Description of the task
Write out each of the following records word for word, changing nothing.

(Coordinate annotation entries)
......

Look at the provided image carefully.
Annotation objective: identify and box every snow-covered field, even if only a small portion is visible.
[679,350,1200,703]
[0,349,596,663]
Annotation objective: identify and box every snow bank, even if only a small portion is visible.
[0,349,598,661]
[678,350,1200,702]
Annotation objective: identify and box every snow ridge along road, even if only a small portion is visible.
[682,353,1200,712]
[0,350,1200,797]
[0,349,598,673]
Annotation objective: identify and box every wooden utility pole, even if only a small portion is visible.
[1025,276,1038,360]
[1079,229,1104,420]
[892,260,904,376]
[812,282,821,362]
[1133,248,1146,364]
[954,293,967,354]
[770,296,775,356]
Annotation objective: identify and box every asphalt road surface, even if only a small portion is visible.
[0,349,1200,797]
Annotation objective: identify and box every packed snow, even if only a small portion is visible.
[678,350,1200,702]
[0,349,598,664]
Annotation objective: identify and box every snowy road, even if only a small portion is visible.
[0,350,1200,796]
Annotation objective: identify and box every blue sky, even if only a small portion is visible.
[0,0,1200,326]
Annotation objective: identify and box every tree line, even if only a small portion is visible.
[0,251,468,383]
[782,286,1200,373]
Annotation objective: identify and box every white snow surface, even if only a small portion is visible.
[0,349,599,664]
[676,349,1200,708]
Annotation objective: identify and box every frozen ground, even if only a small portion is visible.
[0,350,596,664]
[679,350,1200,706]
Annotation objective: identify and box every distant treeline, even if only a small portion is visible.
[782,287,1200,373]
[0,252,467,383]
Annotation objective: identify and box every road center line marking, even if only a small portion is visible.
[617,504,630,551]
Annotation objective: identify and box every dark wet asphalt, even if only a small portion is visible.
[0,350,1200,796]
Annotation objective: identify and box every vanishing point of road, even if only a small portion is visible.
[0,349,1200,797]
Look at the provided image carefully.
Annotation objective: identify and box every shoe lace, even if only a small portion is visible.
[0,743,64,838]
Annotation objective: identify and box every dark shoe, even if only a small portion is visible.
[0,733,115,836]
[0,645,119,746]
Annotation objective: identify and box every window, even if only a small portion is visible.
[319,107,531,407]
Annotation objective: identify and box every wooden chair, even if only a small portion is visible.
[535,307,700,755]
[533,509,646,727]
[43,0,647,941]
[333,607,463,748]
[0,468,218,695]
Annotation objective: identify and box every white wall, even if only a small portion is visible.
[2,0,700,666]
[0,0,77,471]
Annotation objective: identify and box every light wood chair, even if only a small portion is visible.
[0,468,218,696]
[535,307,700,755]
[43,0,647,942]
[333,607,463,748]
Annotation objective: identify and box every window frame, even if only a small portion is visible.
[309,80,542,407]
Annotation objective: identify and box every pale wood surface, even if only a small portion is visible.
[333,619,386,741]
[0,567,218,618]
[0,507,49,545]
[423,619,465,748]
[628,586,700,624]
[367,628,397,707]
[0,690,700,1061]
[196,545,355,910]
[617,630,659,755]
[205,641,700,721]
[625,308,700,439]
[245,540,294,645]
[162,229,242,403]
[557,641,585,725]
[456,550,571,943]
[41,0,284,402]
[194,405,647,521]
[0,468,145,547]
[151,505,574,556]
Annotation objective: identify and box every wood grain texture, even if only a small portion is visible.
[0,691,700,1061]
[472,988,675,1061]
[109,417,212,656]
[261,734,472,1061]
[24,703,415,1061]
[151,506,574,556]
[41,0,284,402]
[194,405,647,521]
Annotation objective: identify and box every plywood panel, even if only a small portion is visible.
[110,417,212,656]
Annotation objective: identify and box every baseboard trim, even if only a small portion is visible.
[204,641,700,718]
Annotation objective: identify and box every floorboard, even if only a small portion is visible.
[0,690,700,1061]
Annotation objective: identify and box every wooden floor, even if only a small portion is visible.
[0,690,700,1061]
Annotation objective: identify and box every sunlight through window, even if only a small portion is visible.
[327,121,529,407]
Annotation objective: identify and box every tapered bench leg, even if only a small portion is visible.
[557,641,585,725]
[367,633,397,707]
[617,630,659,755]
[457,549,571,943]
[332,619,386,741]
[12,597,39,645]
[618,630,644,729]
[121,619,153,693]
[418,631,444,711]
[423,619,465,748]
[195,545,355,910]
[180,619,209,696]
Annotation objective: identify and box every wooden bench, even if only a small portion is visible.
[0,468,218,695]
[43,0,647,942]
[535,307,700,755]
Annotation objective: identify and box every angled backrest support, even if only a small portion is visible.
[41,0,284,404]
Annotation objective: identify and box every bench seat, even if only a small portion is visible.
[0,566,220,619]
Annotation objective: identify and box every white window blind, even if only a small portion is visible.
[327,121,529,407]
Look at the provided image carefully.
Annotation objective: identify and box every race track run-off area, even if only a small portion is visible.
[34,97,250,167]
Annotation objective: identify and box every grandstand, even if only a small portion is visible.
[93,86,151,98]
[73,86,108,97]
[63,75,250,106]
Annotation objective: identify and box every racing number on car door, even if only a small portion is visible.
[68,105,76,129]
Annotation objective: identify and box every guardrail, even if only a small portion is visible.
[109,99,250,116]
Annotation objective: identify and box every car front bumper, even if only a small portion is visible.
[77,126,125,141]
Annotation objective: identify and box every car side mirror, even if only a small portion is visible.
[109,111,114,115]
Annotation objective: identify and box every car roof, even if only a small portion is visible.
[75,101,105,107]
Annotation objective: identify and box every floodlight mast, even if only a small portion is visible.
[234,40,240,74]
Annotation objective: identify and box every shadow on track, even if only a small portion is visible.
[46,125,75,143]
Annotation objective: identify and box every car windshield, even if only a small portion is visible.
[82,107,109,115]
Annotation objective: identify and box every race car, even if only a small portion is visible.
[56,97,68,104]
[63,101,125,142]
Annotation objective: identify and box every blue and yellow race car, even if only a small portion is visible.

......

Solution
Look at the provided image carefully.
Annotation objective: identify and box every snow-covered field, even if only a small portion is visible.
[679,350,1200,703]
[0,349,596,663]
Annotation objective: identify and box every snow bank, even if only a small portion is visible.
[0,349,598,661]
[678,350,1200,702]
Annotation objective: identify and box every snow ridge along road, even if only a small portion is visible.
[682,353,1200,712]
[0,350,1200,797]
[0,349,598,673]
Annotation objective: identify and box every wooden utility pole, even if only a small portion is visible.
[1025,276,1038,360]
[1079,229,1104,420]
[892,260,904,376]
[812,282,821,362]
[1133,248,1146,364]
[954,293,967,354]
[770,296,775,356]
Annotation objective: identify and box every asphalt road surface, even if only a small portion is visible.
[0,349,1200,797]
Annotation objective: identify and box every packed snow, even if only a small portion is visible.
[678,350,1200,702]
[0,349,598,664]
Annotation objective: identify and box every snowy road, even if only a small portion is visible.
[0,350,1200,796]
Annotation objective: identify and box every blue sky, even if only a small portion is visible.
[0,0,1200,326]
Annotation objective: identify and box every tree line, even if only a small portion is visible.
[0,251,468,383]
[782,286,1200,373]
Annotation objective: identify and box every white snow surface, even if only a small portion is visible.
[0,349,599,664]
[676,349,1200,708]
Annotation objective: identify and box every frozen ground, even if only a small portion is visible.
[0,350,596,664]
[679,350,1200,706]
Annotation objective: identify and box every distant treeline, even if only a small portion is visible.
[782,287,1200,373]
[0,252,467,383]
Annotation objective: identify and box every road center line marking, even if only a small portion is visible.
[617,504,630,551]
Annotation objective: identify and box every dark wet asphalt, even if only a small portion is visible.
[0,350,1200,796]
Annotation objective: identify and box every vanishing point of road, even if only a small portion is visible.
[0,349,1200,797]
Look at the provided image carefully.
Annotation objective: identify and box every shoe lace, even if only a small portion is visible.
[0,743,64,838]
Annotation objective: identify and box every dark shoe, even if only a small portion is visible.
[0,733,115,836]
[0,645,119,746]
Annotation objective: identify and box every window, even if only a small portion is visible.
[319,107,531,407]
Annotation objective: identify and box every wooden chair, even if only a small portion is visible.
[535,307,700,755]
[533,509,646,727]
[43,0,647,941]
[333,607,463,748]
[0,468,218,695]
Annotation objective: identify and box every white wall, even if only a small portion is visible.
[2,0,700,666]
[0,0,77,471]
Annotation objective: identify and box every light wood chair, even if only a small portion is visible.
[0,468,218,696]
[535,307,700,755]
[43,0,647,942]
[333,607,463,748]
Annotation objective: identify and box every window frame, even if only a small portion is visible.
[309,80,542,407]
Annotation objective: identify and box every pale wood surface, even if only a small portion is visible.
[333,619,386,741]
[0,567,218,618]
[0,507,49,545]
[423,619,465,748]
[628,586,700,624]
[367,628,397,707]
[0,690,700,1061]
[196,545,355,910]
[617,630,659,755]
[205,641,700,721]
[625,308,700,439]
[245,540,294,645]
[162,229,242,403]
[557,641,585,725]
[456,550,571,943]
[41,0,284,402]
[194,405,647,521]
[0,468,145,547]
[151,505,574,556]
Annotation objective: identify and box every wood grain texture, even if only a small portion is visible.
[0,691,700,1061]
[472,988,675,1061]
[109,417,212,656]
[261,734,472,1061]
[24,703,415,1061]
[151,506,574,556]
[41,0,284,402]
[194,405,647,521]
Annotation objective: identify and box every plywood panel, even if only a small portion is visible.
[110,417,212,656]
Annotation objective: identify and box every baseboard trim, even if only a small portion is visible.
[204,641,700,718]
Annotation objective: identify and box every floorboard, even if only a small portion is visible.
[0,690,700,1061]
Annotation objective: identify and box every wooden floor, even if only a small portion is visible.
[0,690,700,1061]
Annotation objective: identify and box every sunlight through window, even if only a small portion is visible.
[327,121,529,407]
Annotation objective: identify and box every tapered bench leg, even if only a small portion is visible.
[557,641,585,725]
[367,633,397,707]
[617,630,659,755]
[457,549,571,943]
[332,619,386,741]
[12,597,39,645]
[618,630,644,729]
[121,619,153,693]
[418,631,444,711]
[423,619,465,748]
[195,545,355,910]
[180,619,209,696]
Annotation objective: identify and box every wooden bench, even if only a small portion is visible.
[0,468,218,695]
[43,0,647,942]
[535,307,700,755]
Annotation objective: identify and box every angled backrest support, even if only a small portion is visible.
[41,0,284,404]
Annotation objective: identify and box every bench seat, even if only a small portion is visible.
[0,566,220,619]
Annotation objective: identify and box every white window blind, even if only a small portion is visible.
[327,121,529,407]
Look at the provided image carefully.
Annotation objective: identify and box every race track run-off area, even if only a small portion is visible.
[34,97,250,167]
Annotation objective: identify and box every grandstand, even if only a small portion is visible.
[93,86,151,98]
[73,86,108,97]
[63,75,250,106]
Annotation objective: identify and box every racing number on car door, even if only a small portion is visible.
[68,105,76,129]
Annotation objective: identify and box every guardrail, even if only a small portion is visible.
[109,99,250,116]
Annotation objective: identify and box every car front bumper, even if only a small portion is visible.
[77,126,125,141]
Annotation objective: identify and box every car side mirror, even if only a small portion is visible.
[109,111,114,115]
Annotation objective: identify and box every car roof, even if only a small portion is visible.
[75,101,105,107]
Annotation objective: identify and box every floodlight mast, even if only a small portion is visible.
[234,40,240,74]
Annotation objective: identify and box every shadow on track, even if only a small portion is visible.
[46,125,75,143]
Annotation objective: identify and box every car windshield, even if only a small portion is visible.
[82,107,109,115]
Annotation objective: identify and box every race car, even if only a small portion is visible.
[56,97,68,104]
[63,101,125,142]
Annotation objective: identify and box every blue and yellow race car, even if only a small portion is visible.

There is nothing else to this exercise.